ФРАГМЕНТ ДОКУМЕНТА |
Это было в 1922 году Советская власть требовала церковные ценности. Наша епархиальная власть в лице митрополита Вениамина и существовавшего тогда Братства Приходских Советов соглашалась отдать все церковные ценности, но под условием, чтобы этими ценностями распоряжались выборные от Приходских Советов, т.е. чтобы эти последние собирали эти ценности, продавали их и на вырученные деньги покупали продукты питания и развозили их в голодающие местности. Советская власть на это условие не соглашалась; требовала передачи их в ее полное и бесконтрольное распоряжение.
Шла торговля. Но вдруг советская власть решила, что епархиальное начальство не хочет отдавать ценности, и приступила сама к насильственному отбору их по отдельным церквам, начав с более видных и богатых: Казанского, Троицкого Измайловского соборов и др. Поднялись народные волнения. Советская власть стала забирать и сажать в тюрьмы лиц, показавшихся ей главными возбудителями и смутьянами. А за этим приступили к арестам и духовенства, и церковных деятелей из мирян. Главное внимание было обращено на Братство Приходских Советов, откуда, казалось советской власти, исходили главные директивы не отдавать ценности и производить народные возмущения.

ВАШЕ ЗАДАНИЕ | Напишите продолжение фрагмента об изъятии церковных ценностей в 1922 году, начиная сразу после его последнего предложения.

ПРЕДОСТАВЛЕННЫЕ ДАННЫЕ |
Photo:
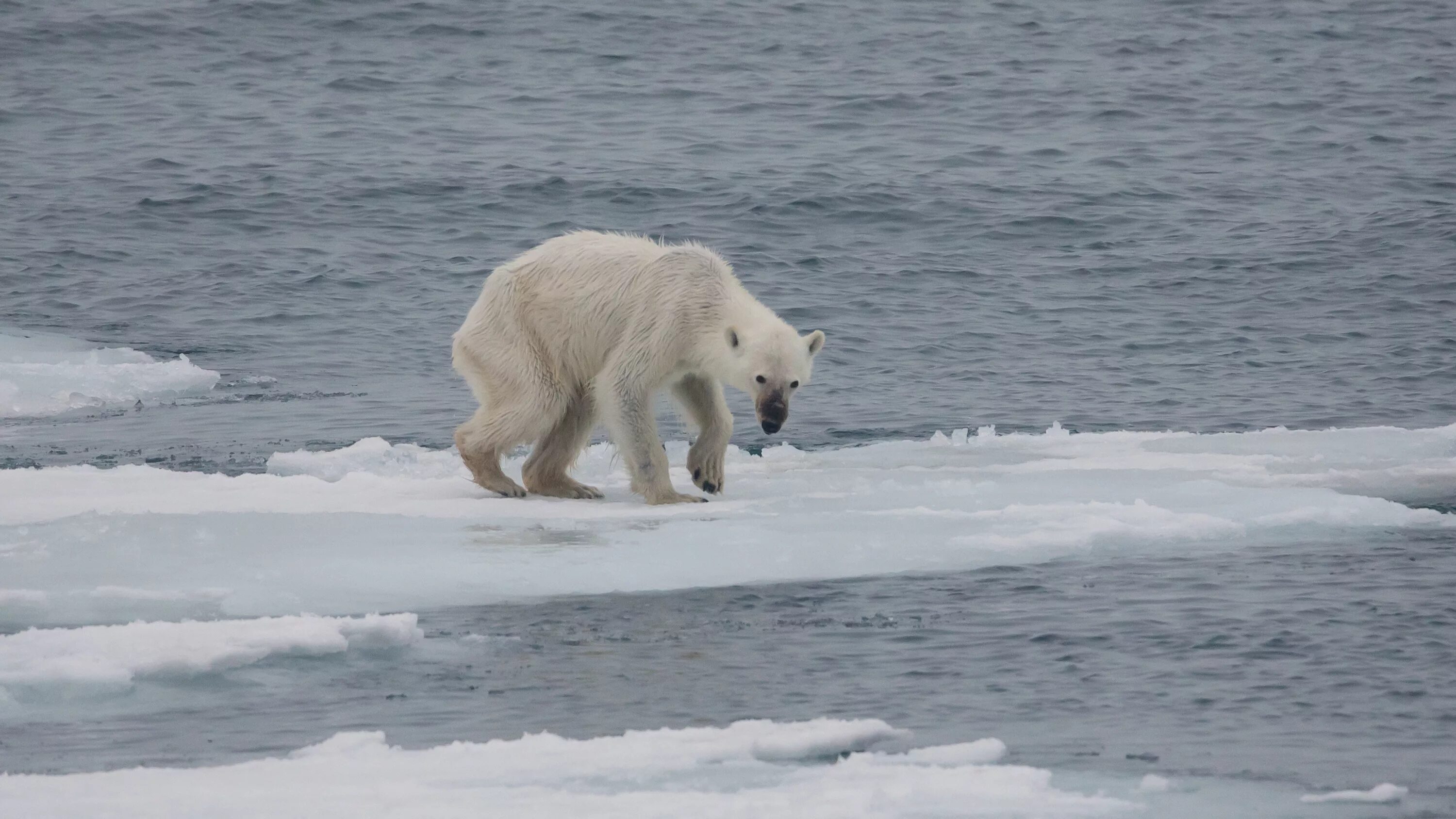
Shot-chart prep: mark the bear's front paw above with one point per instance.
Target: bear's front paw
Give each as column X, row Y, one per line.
column 707, row 470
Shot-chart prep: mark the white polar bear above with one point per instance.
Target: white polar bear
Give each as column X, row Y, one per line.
column 596, row 324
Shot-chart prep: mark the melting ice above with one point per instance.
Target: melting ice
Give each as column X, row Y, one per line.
column 381, row 527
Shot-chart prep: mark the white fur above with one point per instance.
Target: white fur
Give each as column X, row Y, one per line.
column 595, row 324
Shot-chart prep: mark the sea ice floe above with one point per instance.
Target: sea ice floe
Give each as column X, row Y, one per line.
column 43, row 375
column 397, row 527
column 111, row 656
column 753, row 769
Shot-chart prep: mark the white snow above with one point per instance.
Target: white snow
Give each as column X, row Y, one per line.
column 44, row 375
column 1381, row 793
column 397, row 527
column 111, row 656
column 1152, row 783
column 701, row 771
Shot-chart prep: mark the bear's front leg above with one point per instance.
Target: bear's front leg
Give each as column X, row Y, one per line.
column 704, row 401
column 627, row 408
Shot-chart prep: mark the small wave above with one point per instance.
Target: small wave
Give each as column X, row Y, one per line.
column 362, row 85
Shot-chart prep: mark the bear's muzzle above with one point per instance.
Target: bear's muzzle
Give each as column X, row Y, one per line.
column 774, row 410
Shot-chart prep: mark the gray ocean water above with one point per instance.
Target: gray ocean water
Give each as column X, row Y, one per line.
column 1119, row 216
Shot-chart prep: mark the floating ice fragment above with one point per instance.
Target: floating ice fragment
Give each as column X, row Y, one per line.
column 1381, row 793
column 111, row 656
column 43, row 375
column 701, row 771
column 397, row 527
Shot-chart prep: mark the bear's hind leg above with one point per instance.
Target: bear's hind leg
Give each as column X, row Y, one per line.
column 545, row 472
column 627, row 408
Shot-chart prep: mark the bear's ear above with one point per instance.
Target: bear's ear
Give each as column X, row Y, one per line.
column 816, row 343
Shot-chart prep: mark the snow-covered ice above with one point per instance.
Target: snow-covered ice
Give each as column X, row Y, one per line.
column 111, row 656
column 1381, row 793
column 46, row 375
column 749, row 769
column 381, row 527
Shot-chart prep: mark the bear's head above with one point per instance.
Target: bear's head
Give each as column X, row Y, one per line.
column 771, row 364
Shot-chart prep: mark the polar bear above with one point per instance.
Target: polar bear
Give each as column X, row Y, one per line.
column 592, row 325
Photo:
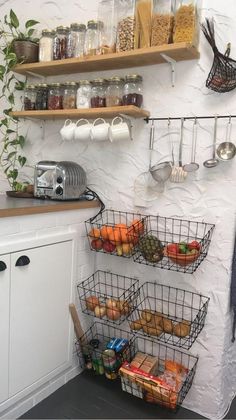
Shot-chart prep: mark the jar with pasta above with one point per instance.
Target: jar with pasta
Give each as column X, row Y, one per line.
column 185, row 28
column 162, row 22
column 126, row 26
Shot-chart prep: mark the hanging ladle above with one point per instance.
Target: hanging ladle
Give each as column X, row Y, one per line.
column 226, row 150
column 211, row 163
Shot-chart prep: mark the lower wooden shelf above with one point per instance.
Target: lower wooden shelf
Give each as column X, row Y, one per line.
column 90, row 113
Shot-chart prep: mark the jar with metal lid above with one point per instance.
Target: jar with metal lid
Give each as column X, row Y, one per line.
column 76, row 39
column 60, row 43
column 69, row 95
column 46, row 45
column 41, row 96
column 98, row 93
column 133, row 90
column 54, row 96
column 83, row 94
column 114, row 91
column 91, row 46
column 30, row 98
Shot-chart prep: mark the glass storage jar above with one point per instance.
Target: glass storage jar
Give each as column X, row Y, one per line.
column 30, row 98
column 91, row 46
column 54, row 96
column 185, row 29
column 133, row 90
column 41, row 96
column 76, row 40
column 126, row 27
column 83, row 94
column 98, row 93
column 60, row 43
column 69, row 95
column 46, row 45
column 114, row 91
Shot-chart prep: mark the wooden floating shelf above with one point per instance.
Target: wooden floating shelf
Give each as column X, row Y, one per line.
column 91, row 113
column 135, row 58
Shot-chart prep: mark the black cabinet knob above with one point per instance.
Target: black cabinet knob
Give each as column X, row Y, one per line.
column 23, row 260
column 2, row 266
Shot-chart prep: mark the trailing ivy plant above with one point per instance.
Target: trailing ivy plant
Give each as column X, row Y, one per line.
column 12, row 159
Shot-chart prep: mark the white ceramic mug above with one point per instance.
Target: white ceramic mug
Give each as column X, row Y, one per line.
column 82, row 131
column 119, row 130
column 99, row 132
column 67, row 131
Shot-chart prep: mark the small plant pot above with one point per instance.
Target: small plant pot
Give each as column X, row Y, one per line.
column 26, row 51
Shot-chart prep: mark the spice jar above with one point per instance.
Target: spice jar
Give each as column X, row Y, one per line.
column 91, row 46
column 133, row 90
column 185, row 29
column 30, row 98
column 83, row 94
column 60, row 43
column 69, row 95
column 114, row 91
column 41, row 96
column 98, row 93
column 46, row 45
column 76, row 39
column 54, row 96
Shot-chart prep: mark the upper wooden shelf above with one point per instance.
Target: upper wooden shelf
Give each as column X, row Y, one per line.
column 90, row 113
column 135, row 58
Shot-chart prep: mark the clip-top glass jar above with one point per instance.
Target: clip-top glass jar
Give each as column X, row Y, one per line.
column 92, row 38
column 98, row 93
column 133, row 90
column 114, row 91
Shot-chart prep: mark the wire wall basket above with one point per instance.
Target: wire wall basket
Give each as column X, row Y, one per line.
column 170, row 315
column 109, row 296
column 158, row 374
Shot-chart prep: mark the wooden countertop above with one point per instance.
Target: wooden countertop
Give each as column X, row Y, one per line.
column 10, row 206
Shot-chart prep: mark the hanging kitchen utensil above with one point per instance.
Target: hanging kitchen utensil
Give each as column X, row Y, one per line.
column 226, row 150
column 211, row 163
column 193, row 165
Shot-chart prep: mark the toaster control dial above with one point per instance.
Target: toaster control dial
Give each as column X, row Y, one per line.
column 59, row 190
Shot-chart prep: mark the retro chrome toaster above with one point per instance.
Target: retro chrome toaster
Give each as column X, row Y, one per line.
column 59, row 180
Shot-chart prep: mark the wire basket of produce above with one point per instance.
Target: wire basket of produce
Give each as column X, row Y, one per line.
column 108, row 296
column 173, row 316
column 173, row 244
column 115, row 232
column 158, row 374
column 104, row 348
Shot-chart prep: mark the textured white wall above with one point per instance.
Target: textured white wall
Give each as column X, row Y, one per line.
column 208, row 195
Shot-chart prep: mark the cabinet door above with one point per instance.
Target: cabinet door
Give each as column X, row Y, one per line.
column 4, row 324
column 39, row 316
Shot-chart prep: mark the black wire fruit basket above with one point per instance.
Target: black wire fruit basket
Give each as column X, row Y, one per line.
column 108, row 296
column 170, row 315
column 173, row 244
column 104, row 348
column 158, row 374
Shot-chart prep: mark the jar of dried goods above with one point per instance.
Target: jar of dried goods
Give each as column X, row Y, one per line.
column 60, row 43
column 185, row 29
column 126, row 27
column 30, row 98
column 107, row 17
column 92, row 38
column 83, row 94
column 55, row 96
column 76, row 39
column 69, row 95
column 114, row 91
column 41, row 96
column 98, row 93
column 46, row 45
column 162, row 22
column 133, row 90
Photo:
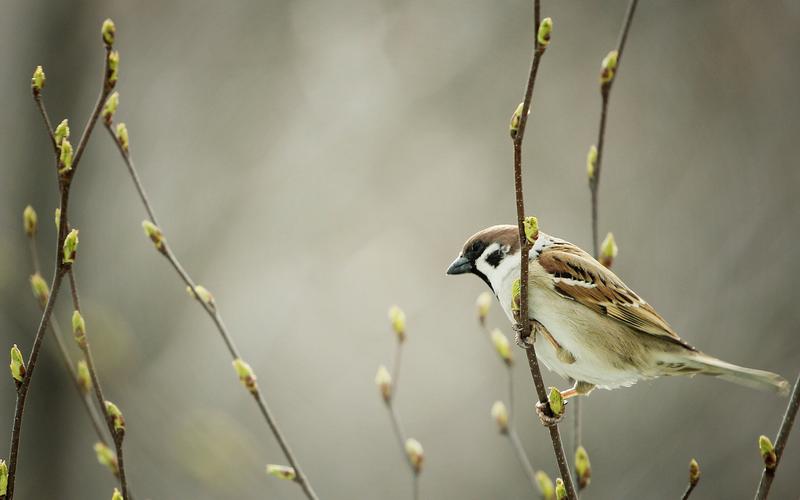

РЕЗУЛЬТАТ ЗАДАНИЯ |
Мало-помалу в течение апреля и мая 1922 г. были поарестованы почти все деятели этого Братства. Я чувствовал себя почти спокойно, ибо к этому Братству не имел никакого отношения, даже находился и лично, и принципиально во враждебном настроении. Я и доселе думаю, что Братство это, если не активно, то пассивно, если само не способствовало, то своим положением какого-то самодавлеющего епархиального правящего органа наряду с митрополитом – содействовало закрытию Епархиального Совета, коего я был председателем. Но я ошибся. Советской власти нужно было разделаться со всеми более или менее видными священниками. К тому же моя фамилия попалась в одной записке протоиерея Н.К.Чукова, говорившей об одном частном собрании на квартире Аксенова.
18/31 мая в 5ч. утра в квартиру ко мне явился агент с Гороховой и без всякого обыска взял, посадил в автомобиль и увез арестованным на Гороховую. Здесь меня, проведя через какие-то комнаты, без всяких опросов и допросов, препроводили в камеру – опять все в прежнюю № 65, а теперь только переименованную в № 1, где я был уже два раза.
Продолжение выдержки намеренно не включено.